── DOCUMENT PASSAGE ──

Abstract

Abstract Introduction Social determinants of health underlie and contribute to health inequalities. Stigma, poverty, and unequal access to health care are examples of social determinants that affect people’s well-being and participation in society. Although occupational therapists use occupation to promote health and well-being, they rarely consider how to address the reduction of health inequalities in their practice. Objective The study aimed to explore how occupational therapists perceive the need to enact health promotion in community development through occupational justice. Method Following critical participatory action research principles, group discussions were conducted by six professionals from across France. Occupational justice frameworks and public health reports were used to prompt a group dialogue over four months. A content analysis of the discussion was conducted, guided by the theory of practice architectures to understand how the therapists’ practices were shaped by discursive, economic, and socio-political circumstances. Results Four themes reflected the professional needs to undertake community development: ‘the professional skills needed to enact the community’s own know-how and self-expertise’, ‘the importance of seeing the ‘whole’ picture and reaching out to other sectors’, ‘the need for occupational justice to understand the complexity of community development’, and ‘the need to move beyond body functions in education’. Conclusion Community development offers unique opportunities to work in the complex context of everyday living. Reasoning informed by occupational justice concepts enables occupational therapists to consider health outcomes caused by social determinants. Occupational therapy education must train students for complex reasoning on how occupational injustices are rooted in everyday social contexts.

───
── STUDY MATERIAL ──

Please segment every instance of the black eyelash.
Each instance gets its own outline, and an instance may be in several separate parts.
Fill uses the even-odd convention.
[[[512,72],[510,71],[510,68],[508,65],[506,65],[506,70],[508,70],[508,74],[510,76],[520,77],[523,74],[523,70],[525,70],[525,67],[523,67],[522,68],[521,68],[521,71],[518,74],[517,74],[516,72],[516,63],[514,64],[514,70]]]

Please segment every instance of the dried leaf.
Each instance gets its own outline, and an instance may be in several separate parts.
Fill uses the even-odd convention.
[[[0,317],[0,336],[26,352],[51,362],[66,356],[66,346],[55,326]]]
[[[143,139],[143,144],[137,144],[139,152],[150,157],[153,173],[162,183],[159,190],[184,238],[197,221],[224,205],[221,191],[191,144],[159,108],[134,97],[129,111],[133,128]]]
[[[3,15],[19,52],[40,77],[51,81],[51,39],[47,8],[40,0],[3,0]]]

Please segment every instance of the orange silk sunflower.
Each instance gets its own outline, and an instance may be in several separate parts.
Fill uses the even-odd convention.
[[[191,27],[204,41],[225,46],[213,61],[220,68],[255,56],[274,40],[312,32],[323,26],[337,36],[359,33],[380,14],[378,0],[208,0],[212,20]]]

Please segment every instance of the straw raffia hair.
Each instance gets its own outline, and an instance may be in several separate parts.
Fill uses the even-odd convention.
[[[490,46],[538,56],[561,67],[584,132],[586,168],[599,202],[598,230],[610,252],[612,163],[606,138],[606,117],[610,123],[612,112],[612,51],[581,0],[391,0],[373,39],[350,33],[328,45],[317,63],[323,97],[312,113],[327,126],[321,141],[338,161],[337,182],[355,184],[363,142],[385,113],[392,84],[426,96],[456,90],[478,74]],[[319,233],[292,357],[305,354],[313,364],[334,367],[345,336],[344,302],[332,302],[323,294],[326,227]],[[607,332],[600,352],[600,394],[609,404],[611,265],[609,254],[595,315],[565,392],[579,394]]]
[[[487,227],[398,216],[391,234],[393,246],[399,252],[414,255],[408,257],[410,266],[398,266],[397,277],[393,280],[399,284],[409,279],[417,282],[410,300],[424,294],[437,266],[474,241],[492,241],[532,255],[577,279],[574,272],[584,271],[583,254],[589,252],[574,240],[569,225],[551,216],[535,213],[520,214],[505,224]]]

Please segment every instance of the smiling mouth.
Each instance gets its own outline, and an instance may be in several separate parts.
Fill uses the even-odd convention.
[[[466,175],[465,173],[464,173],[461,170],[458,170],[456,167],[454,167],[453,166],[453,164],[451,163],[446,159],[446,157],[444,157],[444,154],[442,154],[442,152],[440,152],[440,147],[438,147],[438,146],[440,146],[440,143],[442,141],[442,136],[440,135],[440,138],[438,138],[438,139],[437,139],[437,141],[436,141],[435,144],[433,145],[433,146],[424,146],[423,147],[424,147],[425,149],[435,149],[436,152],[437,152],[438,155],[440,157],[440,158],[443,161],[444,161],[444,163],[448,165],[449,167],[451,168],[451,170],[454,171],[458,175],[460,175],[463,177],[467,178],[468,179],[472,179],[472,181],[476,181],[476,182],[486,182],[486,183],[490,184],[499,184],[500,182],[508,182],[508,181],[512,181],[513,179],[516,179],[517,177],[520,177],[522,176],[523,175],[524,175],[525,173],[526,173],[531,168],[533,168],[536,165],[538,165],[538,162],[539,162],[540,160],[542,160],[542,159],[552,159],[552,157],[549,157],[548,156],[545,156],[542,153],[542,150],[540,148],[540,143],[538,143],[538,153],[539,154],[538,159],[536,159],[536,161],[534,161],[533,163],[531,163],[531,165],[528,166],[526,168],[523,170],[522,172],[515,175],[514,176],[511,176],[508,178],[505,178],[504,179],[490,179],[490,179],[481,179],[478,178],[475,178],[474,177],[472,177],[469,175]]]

───

**INSTRUCTIONS FOR THE TASK**
According to the abstract, why was the theory of practice architectures used to guide the content analysis of the group discussion? Answer in one to three sentences. The material after the abstract is separate from it.

**OUTPUT BELOW**
It guided the content analysis so the researchers could understand how discursive, economic, and socio-political circumstances shaped the therapists' practices.